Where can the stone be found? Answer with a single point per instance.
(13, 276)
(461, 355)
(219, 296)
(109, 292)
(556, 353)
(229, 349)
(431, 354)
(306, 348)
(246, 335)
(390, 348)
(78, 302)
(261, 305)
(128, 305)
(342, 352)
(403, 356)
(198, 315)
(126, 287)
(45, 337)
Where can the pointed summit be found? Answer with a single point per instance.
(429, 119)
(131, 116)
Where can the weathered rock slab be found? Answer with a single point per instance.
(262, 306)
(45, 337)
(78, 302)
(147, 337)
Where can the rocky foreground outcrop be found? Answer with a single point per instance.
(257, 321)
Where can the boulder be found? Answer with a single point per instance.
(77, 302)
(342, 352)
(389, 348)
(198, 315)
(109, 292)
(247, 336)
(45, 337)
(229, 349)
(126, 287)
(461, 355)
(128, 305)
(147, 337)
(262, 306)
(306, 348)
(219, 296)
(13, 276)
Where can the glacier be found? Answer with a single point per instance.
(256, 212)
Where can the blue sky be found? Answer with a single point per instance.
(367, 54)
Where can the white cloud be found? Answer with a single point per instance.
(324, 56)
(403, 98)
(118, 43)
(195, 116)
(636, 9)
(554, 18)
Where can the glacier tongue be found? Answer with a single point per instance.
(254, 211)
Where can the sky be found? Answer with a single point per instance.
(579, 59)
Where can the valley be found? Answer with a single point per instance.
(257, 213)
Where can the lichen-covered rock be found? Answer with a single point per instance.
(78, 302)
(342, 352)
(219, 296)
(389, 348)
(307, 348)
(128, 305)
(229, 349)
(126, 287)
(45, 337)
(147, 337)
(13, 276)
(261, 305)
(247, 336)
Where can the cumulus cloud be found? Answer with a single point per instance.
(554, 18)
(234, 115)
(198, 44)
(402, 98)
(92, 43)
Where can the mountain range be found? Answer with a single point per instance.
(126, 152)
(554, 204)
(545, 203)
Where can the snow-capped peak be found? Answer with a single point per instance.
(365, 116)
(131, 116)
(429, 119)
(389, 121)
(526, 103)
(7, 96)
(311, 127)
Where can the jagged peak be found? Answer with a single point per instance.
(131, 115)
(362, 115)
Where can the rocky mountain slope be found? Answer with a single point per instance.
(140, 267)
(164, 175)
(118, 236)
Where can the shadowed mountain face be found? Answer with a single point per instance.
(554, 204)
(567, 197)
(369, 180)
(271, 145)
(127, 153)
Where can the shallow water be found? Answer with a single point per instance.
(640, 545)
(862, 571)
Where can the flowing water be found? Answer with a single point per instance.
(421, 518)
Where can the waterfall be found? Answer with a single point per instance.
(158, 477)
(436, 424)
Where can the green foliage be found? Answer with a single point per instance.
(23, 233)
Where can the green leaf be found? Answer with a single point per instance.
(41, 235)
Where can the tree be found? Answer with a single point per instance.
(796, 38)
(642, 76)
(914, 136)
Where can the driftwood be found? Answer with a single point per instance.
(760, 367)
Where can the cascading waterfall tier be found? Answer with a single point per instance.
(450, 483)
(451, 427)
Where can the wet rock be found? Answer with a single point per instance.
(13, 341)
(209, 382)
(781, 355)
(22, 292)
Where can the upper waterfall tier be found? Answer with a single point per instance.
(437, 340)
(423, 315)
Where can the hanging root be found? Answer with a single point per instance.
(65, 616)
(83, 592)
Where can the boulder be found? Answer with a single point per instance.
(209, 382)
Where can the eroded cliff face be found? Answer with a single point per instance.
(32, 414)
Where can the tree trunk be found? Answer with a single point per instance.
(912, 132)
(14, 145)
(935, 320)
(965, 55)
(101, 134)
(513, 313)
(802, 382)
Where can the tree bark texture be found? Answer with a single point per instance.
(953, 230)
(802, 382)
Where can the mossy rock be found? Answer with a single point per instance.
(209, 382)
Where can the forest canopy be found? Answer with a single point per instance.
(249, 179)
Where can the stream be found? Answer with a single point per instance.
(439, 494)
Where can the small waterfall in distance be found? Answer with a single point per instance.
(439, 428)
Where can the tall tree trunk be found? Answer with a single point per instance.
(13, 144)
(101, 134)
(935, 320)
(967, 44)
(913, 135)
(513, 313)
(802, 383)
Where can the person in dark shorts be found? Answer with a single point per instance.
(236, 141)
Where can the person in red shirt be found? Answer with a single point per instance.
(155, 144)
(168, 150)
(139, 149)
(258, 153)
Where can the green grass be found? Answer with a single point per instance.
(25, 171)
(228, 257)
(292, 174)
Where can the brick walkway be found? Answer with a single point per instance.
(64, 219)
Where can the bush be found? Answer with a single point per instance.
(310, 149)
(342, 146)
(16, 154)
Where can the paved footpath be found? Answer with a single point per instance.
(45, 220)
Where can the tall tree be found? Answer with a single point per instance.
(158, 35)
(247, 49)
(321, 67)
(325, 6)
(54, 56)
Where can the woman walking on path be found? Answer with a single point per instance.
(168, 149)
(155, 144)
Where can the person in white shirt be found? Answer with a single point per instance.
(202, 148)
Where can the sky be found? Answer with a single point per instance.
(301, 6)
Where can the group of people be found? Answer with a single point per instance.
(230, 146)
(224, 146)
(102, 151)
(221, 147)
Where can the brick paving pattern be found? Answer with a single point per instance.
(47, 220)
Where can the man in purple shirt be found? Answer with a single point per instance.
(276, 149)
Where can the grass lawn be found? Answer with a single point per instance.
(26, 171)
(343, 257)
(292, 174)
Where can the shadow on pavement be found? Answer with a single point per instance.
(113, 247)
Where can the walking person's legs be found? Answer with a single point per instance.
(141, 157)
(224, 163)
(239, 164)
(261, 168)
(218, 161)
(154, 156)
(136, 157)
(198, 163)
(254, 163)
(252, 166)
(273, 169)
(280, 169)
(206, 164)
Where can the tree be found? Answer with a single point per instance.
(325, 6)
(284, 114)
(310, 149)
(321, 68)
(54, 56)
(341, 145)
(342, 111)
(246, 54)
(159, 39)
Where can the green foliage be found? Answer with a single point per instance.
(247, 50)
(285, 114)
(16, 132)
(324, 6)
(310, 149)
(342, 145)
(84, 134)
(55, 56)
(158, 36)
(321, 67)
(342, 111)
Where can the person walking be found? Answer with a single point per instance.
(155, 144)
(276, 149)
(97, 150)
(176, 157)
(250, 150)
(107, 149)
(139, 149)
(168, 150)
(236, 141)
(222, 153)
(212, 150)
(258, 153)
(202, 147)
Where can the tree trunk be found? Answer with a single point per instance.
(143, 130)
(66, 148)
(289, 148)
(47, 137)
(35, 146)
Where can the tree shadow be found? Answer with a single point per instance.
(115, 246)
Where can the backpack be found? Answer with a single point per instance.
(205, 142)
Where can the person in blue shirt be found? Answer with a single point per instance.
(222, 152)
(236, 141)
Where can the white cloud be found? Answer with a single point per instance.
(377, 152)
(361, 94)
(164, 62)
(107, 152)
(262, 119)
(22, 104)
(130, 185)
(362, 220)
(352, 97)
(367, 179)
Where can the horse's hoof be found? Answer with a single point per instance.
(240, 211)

* **REQUIRED WORK**:
Write out the data exactly as it stands.

* **FINISHED ANSWER**:
Where can the stone be found? Answer with a single point per instance.
(13, 276)
(461, 355)
(219, 296)
(109, 292)
(556, 353)
(229, 349)
(431, 354)
(306, 348)
(246, 335)
(390, 348)
(78, 302)
(261, 305)
(128, 305)
(342, 352)
(403, 356)
(198, 315)
(126, 287)
(45, 337)
Where can the pointed summit be found? Answer with a single point per instance.
(429, 119)
(131, 116)
Where can the weathered rock slab be found? Answer with a single point per instance.
(262, 306)
(45, 337)
(78, 302)
(147, 337)
Where can the rocky foreground outcrop be found? Answer with a single point per instance.
(257, 321)
Where can the boulder be found? Answer with a single point per instance.
(77, 302)
(342, 352)
(389, 348)
(198, 315)
(109, 292)
(247, 336)
(45, 337)
(229, 349)
(126, 287)
(461, 355)
(128, 305)
(147, 337)
(262, 306)
(306, 348)
(219, 296)
(13, 276)
Where can the glacier be found? Answer with a single point per instance.
(256, 212)
Where can the blue sky be found? Answer with a single point per instance.
(367, 54)
Where can the white cloud be found? Answer with a single point per instance.
(324, 56)
(403, 98)
(118, 43)
(195, 116)
(636, 9)
(554, 18)
Where can the glacier tongue be found? Answer with a single point per instance.
(254, 211)
Where can the sky be found? Answer with a single point per instance.
(579, 59)
Where can the valley be found? Answer with a single point per instance.
(257, 213)
Where can the lichen-covered rock be found? Answer with a single point per instance.
(78, 302)
(342, 352)
(219, 296)
(389, 348)
(307, 348)
(128, 305)
(229, 349)
(126, 287)
(45, 337)
(147, 337)
(13, 276)
(261, 305)
(247, 336)
Where can the cumulus cloud be found? Answer with a single point per instance.
(554, 18)
(234, 115)
(198, 44)
(402, 98)
(92, 43)
Where can the mountain range be found? Answer with a single point per instance.
(126, 152)
(554, 204)
(545, 203)
Where can the snow-capped peak be found? Answer with a single point per instance.
(365, 116)
(131, 116)
(429, 119)
(389, 121)
(526, 103)
(7, 96)
(311, 127)
Where can the jagged peak be found? Answer with a single point per instance.
(131, 115)
(362, 115)
Where can the rocky mountain slope be found? Answer with a single point per instance.
(140, 267)
(164, 175)
(118, 236)
Where can the shadowed mountain face be found? Answer with a single point per instance.
(554, 204)
(567, 197)
(369, 180)
(271, 145)
(127, 153)
Where can the shallow water be found? Answer with a single point per instance.
(640, 545)
(862, 571)
Where can the flowing water be found? Answer with a single point per instance.
(421, 518)
Where can the waterfall be found? Answer with a single point per instance.
(158, 477)
(436, 424)
Where can the green foliage be found? Answer with a single point per instance.
(23, 233)
Where can the green leaf be found? Answer with a single point per instance.
(41, 235)
Where can the tree be found? Answer with a single point per instance.
(796, 38)
(642, 76)
(914, 136)
Where can the driftwood be found? Answer with a single point per instance.
(760, 367)
Where can the cascading waterfall tier be found? Answer with a single point per instance.
(450, 483)
(451, 427)
Where can the wet rock be found? Answer with a single point per instance.
(13, 341)
(209, 382)
(781, 355)
(22, 292)
Where can the upper waterfall tier be found? Answer with a single point per instance.
(437, 340)
(423, 315)
Where can the hanging root be found? Answer with a single point per instance.
(65, 616)
(83, 592)
Where can the boulder be found? Answer with a single point per instance.
(209, 382)
Where can the eroded cliff face be found? Answer with a single point per instance.
(32, 414)
Where can the tree trunk be found? Answer with a single point per instance.
(912, 132)
(14, 145)
(935, 320)
(965, 55)
(101, 134)
(513, 313)
(802, 382)
Where can the tree bark texture be found? Answer with a single point per instance.
(953, 230)
(802, 382)
Where can the mossy rock be found? Answer with a single point per instance.
(209, 382)
Where can the forest canopy be found? Answer with a single point per instance.
(249, 179)
Where can the stream be found? Answer with a single point per instance.
(439, 494)
Where can the small waterfall in distance be found? Answer with a single point per instance.
(439, 428)
Where can the tall tree trunk be found? Answer with a single point per instance.
(13, 144)
(101, 134)
(935, 320)
(967, 44)
(913, 135)
(513, 313)
(802, 383)
Where can the person in dark shorts be found? Answer with a single point per instance.
(236, 141)
Where can the person in red shirt be found? Answer with a single point per instance.
(155, 144)
(168, 150)
(139, 149)
(258, 153)
Where can the green grass be found? Answer with a single point per instance.
(25, 171)
(228, 257)
(292, 174)
Where can the brick walkway be found? Answer with a single point per instance.
(64, 219)
Where can the bush be found? Answer with a single point per instance.
(310, 149)
(342, 146)
(16, 154)
Where can the paved footpath be found? Answer with a single point per instance.
(45, 220)
Where can the tall tree be found? Answer with a single point per instance.
(158, 35)
(247, 49)
(321, 67)
(325, 6)
(54, 56)
Where can the woman walking on path be found? Answer with a single point per instance.
(168, 149)
(155, 144)
Where can the person in white shirt be found? Answer with a single point per instance.
(202, 148)
Where can the sky be found? Answer with a single point per instance.
(301, 6)
Where can the group of people be found? Answer with a single point per instance.
(230, 146)
(224, 146)
(102, 151)
(221, 147)
Where can the brick paving pattern be found? Answer with a single point per instance.
(47, 220)
Where can the man in purple shirt be found? Answer with a single point per instance.
(276, 149)
Where can the grass lawn be found? Answer with a single point per instance.
(26, 171)
(343, 257)
(292, 174)
Where can the shadow on pavement be found? Answer with a single point per instance.
(113, 247)
Where can the walking person's legs be found? Answer with a single point per instance.
(141, 157)
(224, 163)
(239, 164)
(261, 168)
(218, 161)
(154, 156)
(136, 157)
(198, 163)
(254, 163)
(252, 166)
(273, 169)
(280, 169)
(206, 164)
Where can the tree be found? Answer with a single point per instance.
(325, 6)
(284, 114)
(310, 149)
(321, 68)
(54, 56)
(341, 145)
(342, 111)
(246, 54)
(159, 39)
Where can the green foliage be found? Answer with a single point per instance.
(247, 50)
(285, 114)
(16, 132)
(324, 6)
(310, 149)
(342, 145)
(84, 134)
(55, 56)
(158, 36)
(321, 67)
(342, 111)
Where can the person walking be found? Answer with a single point per instance.
(155, 144)
(276, 149)
(97, 150)
(176, 157)
(250, 150)
(107, 149)
(139, 149)
(168, 150)
(236, 141)
(222, 153)
(212, 150)
(258, 153)
(202, 147)
Where can the tree trunk be found? Answer with a single point per instance.
(143, 130)
(66, 148)
(289, 148)
(47, 137)
(35, 146)
Where can the tree shadow be found? Answer with a single point per instance.
(115, 246)
Where can the backpack be found? Answer with a single point per instance.
(205, 142)
Where can the person in blue shirt be found? Answer with a single point per instance.
(222, 152)
(236, 141)
Where can the white cloud be found? Answer with a single point per instance.
(377, 152)
(361, 94)
(164, 62)
(107, 152)
(262, 119)
(22, 104)
(130, 185)
(362, 220)
(352, 97)
(367, 179)
Where can the horse's hoof be found? Answer with a single point per instance.
(240, 211)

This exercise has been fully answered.